A 15 h 45 commencent les tirs de mitrailleuse, suivis de coups de fusil continus. Les balles traversent plusieurs corps et les fragiles murs de bois de l’école. Lorsque la fusillade cesse, l’infanterie entre dans l’école en ouvrant le feu sur les ouvriers. Ceux qui fuient sont poursuivis par les militaires à cheval. Les personnes arrêtées – de six mille à sept mille – sont poussées à la hâte vers l’hippodrome par les soldats, qui y commettent de nouveaux assassinats.

Concernant le nombre de victimes, le gouvernement ne reconnaîtra que cent vingt-six morts et cent trente-cinq blessés, mais la presse ouvrière et plusieurs témoins corrigeront cette estimation largement à la hausse. Les autorités provinciales ont rapidement organisé le retour des gens de la pampa vers leurs lieux de travail, et le gouvernement central a mis quelques bateaux à la disposition de ceux qui désiraient gagner le centre du pays. Parallèlement, la censure de la presse était officialisée, tandis qu’on ouvrait la chasse aux dirigeants ouvriers – spécialement anarchistes – qui avaient réussi à s’échapper. De nombreuses arrestations eurent lieu.

La « grande grève » de Tarapacá a été noyée dans le sang par l’Etat sans qu’il y ait aucune démonstration de violence de la part des travailleurs. Jusqu’au coup d’Etat de 1973, on se souviendra du massacre de l’école Santa María comme de la page la plus noire de l’histoire du mouvement ouvrier chilien.
****************
- Consignes:
**A.** Traduisez en anglais cette phrase de la page : « Ceux qui fuient sont poursuivis par les militaires à cheval. »
**B.** Reproduisez textuellement le passage de la page qui commence par « Concernant le nombre » et se termine par « arrestations eurent lieu. ».
****************
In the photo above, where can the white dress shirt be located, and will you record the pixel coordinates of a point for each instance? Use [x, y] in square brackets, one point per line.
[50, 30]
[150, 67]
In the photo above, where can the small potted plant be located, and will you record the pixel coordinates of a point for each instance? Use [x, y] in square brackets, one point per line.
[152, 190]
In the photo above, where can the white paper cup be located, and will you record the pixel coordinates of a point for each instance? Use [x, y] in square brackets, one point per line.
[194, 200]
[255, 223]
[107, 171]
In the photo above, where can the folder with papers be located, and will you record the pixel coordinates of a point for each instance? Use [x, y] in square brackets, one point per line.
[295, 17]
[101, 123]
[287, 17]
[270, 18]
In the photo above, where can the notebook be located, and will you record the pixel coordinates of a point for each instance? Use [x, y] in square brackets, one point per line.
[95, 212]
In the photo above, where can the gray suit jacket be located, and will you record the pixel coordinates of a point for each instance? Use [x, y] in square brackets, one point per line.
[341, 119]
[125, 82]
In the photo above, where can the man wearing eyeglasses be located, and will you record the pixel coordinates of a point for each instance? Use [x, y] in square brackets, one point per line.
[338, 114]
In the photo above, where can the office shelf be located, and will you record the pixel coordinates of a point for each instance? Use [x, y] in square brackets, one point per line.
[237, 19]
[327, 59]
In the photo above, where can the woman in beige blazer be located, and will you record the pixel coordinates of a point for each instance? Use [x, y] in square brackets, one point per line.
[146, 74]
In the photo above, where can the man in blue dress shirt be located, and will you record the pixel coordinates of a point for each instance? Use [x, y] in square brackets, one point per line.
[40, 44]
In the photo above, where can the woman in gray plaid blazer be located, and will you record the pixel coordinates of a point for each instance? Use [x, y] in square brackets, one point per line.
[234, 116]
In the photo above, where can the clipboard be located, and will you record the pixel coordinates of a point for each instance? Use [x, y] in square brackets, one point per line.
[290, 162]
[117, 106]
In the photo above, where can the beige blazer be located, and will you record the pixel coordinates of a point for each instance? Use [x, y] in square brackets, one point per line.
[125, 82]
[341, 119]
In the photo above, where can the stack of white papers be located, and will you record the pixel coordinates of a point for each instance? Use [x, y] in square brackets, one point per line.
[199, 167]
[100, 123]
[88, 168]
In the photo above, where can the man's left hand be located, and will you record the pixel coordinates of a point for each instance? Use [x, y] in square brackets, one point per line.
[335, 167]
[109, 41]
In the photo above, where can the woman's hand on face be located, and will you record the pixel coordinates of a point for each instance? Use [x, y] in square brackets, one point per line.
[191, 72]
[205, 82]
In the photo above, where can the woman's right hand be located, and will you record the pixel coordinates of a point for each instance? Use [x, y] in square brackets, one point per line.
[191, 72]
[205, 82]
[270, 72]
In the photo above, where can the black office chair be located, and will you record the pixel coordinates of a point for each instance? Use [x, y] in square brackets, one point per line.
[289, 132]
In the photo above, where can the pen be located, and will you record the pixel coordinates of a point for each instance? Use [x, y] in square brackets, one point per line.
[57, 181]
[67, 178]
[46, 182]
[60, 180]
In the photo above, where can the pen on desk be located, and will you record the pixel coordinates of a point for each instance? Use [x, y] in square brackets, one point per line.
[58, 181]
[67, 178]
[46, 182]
****************
- Résultats par tâche:
**A.** Those who flee are pursued by the soldiers on horseback.

**B.**
Concernant le nombre de victimes, le gouvernement ne reconnaîtra que cent vingt-six morts et cent trente-cinq blessés, mais la presse ouvrière et plusieurs témoins corrigeront cette estimation largement à la hausse. Les autorités provinciales ont rapidement organisé le retour des gens de la pampa vers leurs lieux de travail, et le gouvernement central a mis quelques bateaux à la disposition de ceux qui désiraient gagner le centre du pays. Parallèlement, la censure de la presse était officialisée, tandis qu’on ouvrait la chasse aux dirigeants ouvriers – spécialement anarchistes – qui avaient réussi à s’échapper. De nombreuses arrestations eurent lieu.